→ **The exercise**:
Convert the lines below into a Markdown table with the columns "No." and "Line", giving each line a row number and skipping any blank lines. Leave the pictures out of your answer.

→ **Supplied entries**:

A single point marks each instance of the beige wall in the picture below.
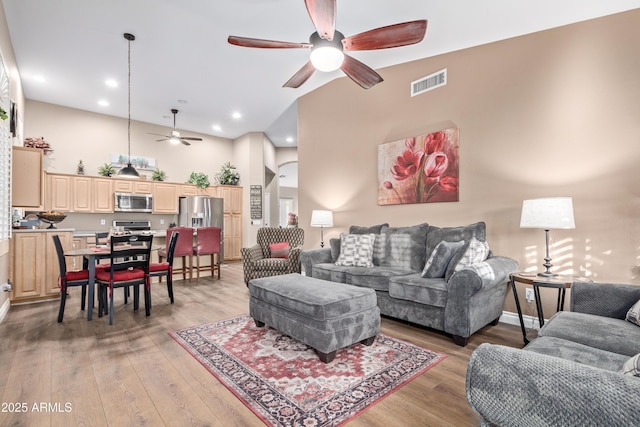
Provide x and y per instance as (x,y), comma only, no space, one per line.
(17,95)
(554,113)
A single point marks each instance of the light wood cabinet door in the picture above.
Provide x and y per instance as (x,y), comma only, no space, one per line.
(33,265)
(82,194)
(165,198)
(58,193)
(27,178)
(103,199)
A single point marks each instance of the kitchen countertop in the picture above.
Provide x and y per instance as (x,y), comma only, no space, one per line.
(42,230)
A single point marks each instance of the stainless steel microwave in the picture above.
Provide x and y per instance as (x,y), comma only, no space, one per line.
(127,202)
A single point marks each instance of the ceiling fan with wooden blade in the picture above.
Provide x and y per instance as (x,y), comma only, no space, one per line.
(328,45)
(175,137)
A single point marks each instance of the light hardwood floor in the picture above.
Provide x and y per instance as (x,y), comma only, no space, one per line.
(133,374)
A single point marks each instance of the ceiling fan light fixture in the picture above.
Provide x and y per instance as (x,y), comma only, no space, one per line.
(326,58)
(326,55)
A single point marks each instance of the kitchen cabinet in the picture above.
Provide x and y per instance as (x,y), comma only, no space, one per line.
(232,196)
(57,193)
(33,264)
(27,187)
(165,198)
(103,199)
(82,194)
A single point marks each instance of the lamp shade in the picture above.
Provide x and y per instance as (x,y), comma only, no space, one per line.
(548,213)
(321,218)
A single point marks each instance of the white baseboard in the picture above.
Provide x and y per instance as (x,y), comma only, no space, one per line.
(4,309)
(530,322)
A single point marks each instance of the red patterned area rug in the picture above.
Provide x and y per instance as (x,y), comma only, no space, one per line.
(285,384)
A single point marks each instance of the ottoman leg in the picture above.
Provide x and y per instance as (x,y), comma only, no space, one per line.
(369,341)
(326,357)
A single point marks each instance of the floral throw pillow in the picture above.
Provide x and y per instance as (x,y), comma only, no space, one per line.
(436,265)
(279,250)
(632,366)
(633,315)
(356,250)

→ **Result of the task**:
| No. | Line |
|---|---|
| 1 | A single point marks each instance of the beige wall in the picture below. |
| 2 | Provide x and y per instance as (x,y), comma only, no space, one per line. |
| 3 | (17,95) |
| 4 | (554,113) |
| 5 | A single point marks each instance of the light wood cabinet door in the picture above. |
| 6 | Provide x and y per instance as (x,y), comma only, no space, one per line. |
| 7 | (33,265) |
| 8 | (82,194) |
| 9 | (165,198) |
| 10 | (58,193) |
| 11 | (27,178) |
| 12 | (103,199) |
| 13 | A single point marks each instance of the kitchen countertop in the picture above. |
| 14 | Provide x and y per instance as (x,y), comma only, no space, one per line. |
| 15 | (42,230) |
| 16 | A single point marks each instance of the stainless steel microwave in the picture above. |
| 17 | Provide x and y per instance as (x,y), comma only, no space, one per line. |
| 18 | (127,202) |
| 19 | A single point marks each instance of the ceiling fan with wooden blade in the picture above. |
| 20 | Provide x and y per instance as (x,y), comma only, no space, one per line. |
| 21 | (328,45) |
| 22 | (175,137) |
| 23 | A single point marks each instance of the light hardwood floor in the picture above. |
| 24 | Provide x and y per instance as (x,y), comma only, no space, one per line. |
| 25 | (133,374) |
| 26 | A single point marks each instance of the ceiling fan light fixture in the picture above. |
| 27 | Provide x and y per instance as (x,y), comma only, no space, one per line. |
| 28 | (326,58) |
| 29 | (326,55) |
| 30 | A single point marks each instance of the kitchen cabinet in the picture above. |
| 31 | Provide x and y per instance as (x,y), comma only, no space, one per line. |
| 32 | (232,196) |
| 33 | (57,193) |
| 34 | (33,264) |
| 35 | (27,187) |
| 36 | (165,198) |
| 37 | (103,199) |
| 38 | (82,194) |
| 39 | A single point marks each instance of the lamp shade in the picture above. |
| 40 | Provide x and y per instance as (x,y), comma only, no space, one per line. |
| 41 | (548,213) |
| 42 | (321,218) |
| 43 | A single point marks each instance of the white baseboard in the picture above. |
| 44 | Provide x and y per instance as (x,y), comma only, no space, one per line. |
| 45 | (4,309) |
| 46 | (530,322) |
| 47 | A single point marks each instance of the red patterned area rug in the picture above. |
| 48 | Provide x and y per instance as (x,y), comma only, no space, one per line. |
| 49 | (285,384) |
| 50 | A single point marks each instance of the ottoman leg in the picture above. |
| 51 | Provide x and y per instance as (x,y), comma only, no space, one per line. |
| 52 | (369,341) |
| 53 | (326,357) |
| 54 | A single point marks each instance of the floral throw pillow in the picture above. |
| 55 | Provide x and y per instance as (x,y), comma only, no space, one per line. |
| 56 | (436,265) |
| 57 | (279,250) |
| 58 | (632,366) |
| 59 | (633,315) |
| 60 | (356,250) |